> **Extract to read**:

------------------------

Thursday, August 31, 2006

mexico midgets!

How cute are these tomatoes? My mom had bad luck with her tomatoes this year because of a drought, but these li'l buggers survived. I much prefer them to cherry or grape tomatoes because instead of an explosion in your mouth, it's more like a gentle pop, and the flavor is perfect.



Saturday, August 26, 2006

the holy trinity

On Wednesday, in an attempt to calm the cat and make him more attractive to potential adopters, I had him de-balled. The vet told me that in order to prevent infection I should replace his litter with newspaper for a week. I did as I was told, because what the hell do I know about taking care of cats? When I came home from work last night and was watching TV I was feeling extra sympathetic for the little eunuch. I invited him onto the bed with me, and he walked on my stomach/chest region as usual to find a comfy spot. His paws were wet and sticky. Let's just say I took an extra shower yesterday and immediately reverted to litter, at the risk of an infected feline crotch.

This afternoon the cat, presumably still a little sick from the whole experience, puked up a mound of wet food and I stepped in it with my bare foot. It actually made a squish noise as it oozed up between my toes.

------------------------

> **Source data**:
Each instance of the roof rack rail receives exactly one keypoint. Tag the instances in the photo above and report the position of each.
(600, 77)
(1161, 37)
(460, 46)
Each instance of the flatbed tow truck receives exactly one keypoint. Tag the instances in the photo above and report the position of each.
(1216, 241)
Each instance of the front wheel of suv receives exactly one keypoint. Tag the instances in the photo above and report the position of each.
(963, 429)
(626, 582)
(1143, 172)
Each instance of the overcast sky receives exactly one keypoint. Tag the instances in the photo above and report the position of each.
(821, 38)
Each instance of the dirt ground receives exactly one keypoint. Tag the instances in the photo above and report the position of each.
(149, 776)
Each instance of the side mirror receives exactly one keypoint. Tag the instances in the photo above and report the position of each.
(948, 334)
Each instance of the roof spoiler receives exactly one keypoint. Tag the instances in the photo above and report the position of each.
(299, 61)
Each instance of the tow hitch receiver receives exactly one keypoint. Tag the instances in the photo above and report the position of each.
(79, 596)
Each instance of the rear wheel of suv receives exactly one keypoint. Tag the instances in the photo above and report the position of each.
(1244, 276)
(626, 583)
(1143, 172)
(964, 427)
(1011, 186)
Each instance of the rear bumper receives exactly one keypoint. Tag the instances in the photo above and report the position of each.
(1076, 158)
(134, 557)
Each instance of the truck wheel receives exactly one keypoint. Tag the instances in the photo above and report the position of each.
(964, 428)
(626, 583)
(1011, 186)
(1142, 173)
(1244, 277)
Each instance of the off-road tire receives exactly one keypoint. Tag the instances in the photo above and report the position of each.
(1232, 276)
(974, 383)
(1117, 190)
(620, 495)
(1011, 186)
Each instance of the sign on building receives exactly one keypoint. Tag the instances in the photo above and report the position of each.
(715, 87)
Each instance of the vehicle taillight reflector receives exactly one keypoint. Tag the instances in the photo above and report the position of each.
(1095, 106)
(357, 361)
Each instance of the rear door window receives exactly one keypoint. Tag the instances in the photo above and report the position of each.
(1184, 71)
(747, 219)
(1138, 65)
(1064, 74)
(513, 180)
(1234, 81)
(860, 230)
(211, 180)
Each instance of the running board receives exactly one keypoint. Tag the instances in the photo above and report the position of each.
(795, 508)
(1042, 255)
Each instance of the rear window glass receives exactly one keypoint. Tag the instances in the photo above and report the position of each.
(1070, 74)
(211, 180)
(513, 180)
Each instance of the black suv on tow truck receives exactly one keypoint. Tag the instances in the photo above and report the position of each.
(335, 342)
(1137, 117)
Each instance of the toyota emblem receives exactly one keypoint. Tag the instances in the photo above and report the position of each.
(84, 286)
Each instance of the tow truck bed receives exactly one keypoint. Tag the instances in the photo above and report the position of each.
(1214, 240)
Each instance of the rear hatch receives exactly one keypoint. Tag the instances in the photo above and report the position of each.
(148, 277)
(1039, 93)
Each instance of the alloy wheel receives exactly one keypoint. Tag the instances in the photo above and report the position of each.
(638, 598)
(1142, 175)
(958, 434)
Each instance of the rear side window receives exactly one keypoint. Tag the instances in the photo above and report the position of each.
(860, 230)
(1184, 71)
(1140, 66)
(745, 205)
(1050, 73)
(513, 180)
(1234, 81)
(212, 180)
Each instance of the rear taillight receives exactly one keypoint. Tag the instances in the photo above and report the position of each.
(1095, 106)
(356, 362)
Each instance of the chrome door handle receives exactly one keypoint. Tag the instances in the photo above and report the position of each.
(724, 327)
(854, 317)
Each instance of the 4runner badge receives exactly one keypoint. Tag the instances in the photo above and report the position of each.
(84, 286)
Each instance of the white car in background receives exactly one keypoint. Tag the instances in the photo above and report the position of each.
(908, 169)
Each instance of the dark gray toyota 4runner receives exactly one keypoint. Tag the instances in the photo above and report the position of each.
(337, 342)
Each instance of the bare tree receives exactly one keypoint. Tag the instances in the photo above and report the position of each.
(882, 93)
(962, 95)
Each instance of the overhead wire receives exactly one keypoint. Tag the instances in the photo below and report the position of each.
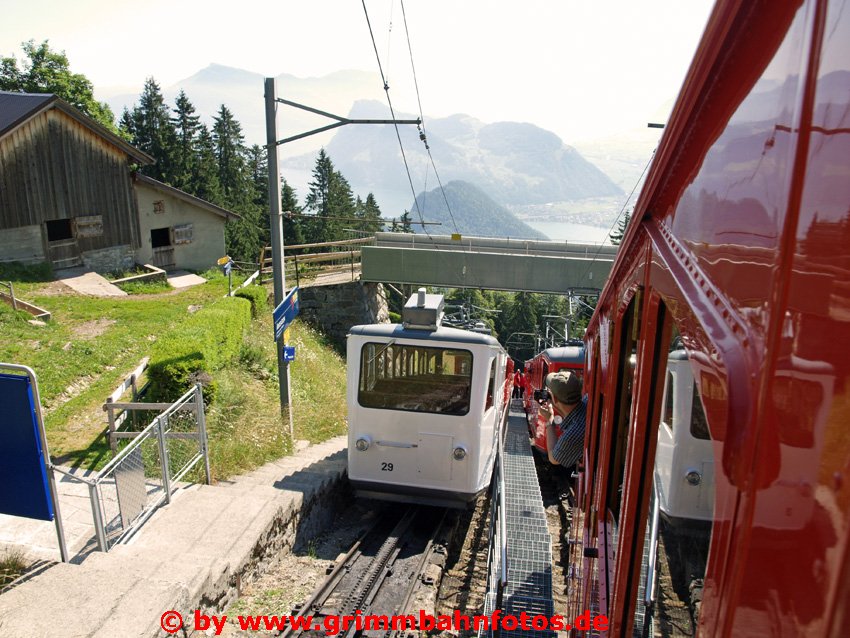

------------------------

> **Directions**:
**A)** In the blog post titled "the holy trinity," list every part of the writer's own body that is mentioned.
**B)** What caused the writer's mom to have bad luck with her tomatoes this year, according to the blog posts?
**C)** Please pick up the blog posts after their last sentence and continue them.
The lines come from a separate source.

> **Responses to the exercise**:
**A)** Stomach, chest, foot, toes

**B)** A drought.

**C)**
Then tonight after I got home from work, the cat was toodling around in the litter box and then scratching at his food bowl. I went to feed him and noticed that he'd apparently kicked out a fresh piece of poop and then he'd stepped in it, smashing it into the ground.

All I can think about right now is the movie Labyrinth. Oh how I wish I could just call out to the Goblin King and David Bowie would come from wherever he may be and take the cat far away from me.

Wednesday, August 23, 2006

for the "why didn't i think of that?" files

*The 5-pound burger with 54 toppings. I want these dudes to be my new best friends. I especially appreciate the choice of "honey wheat bun." It's all in the details. When I was living in Ithaca, there was this sub shop Shortstop that everyone talked about, and once I finally tried it I got a sandwich there every day for lunch. If I had a car, I would drive four hours to Ithaca twice a month to get a fucking Shortstop sandwich. I never strayed from my turkey and provolone on whole wheat toasted with mayonnaise lettuce tomato cucumbers and sweet peppers, but I bet beautiful things could've happened had I checked all the dozens of options on the order card.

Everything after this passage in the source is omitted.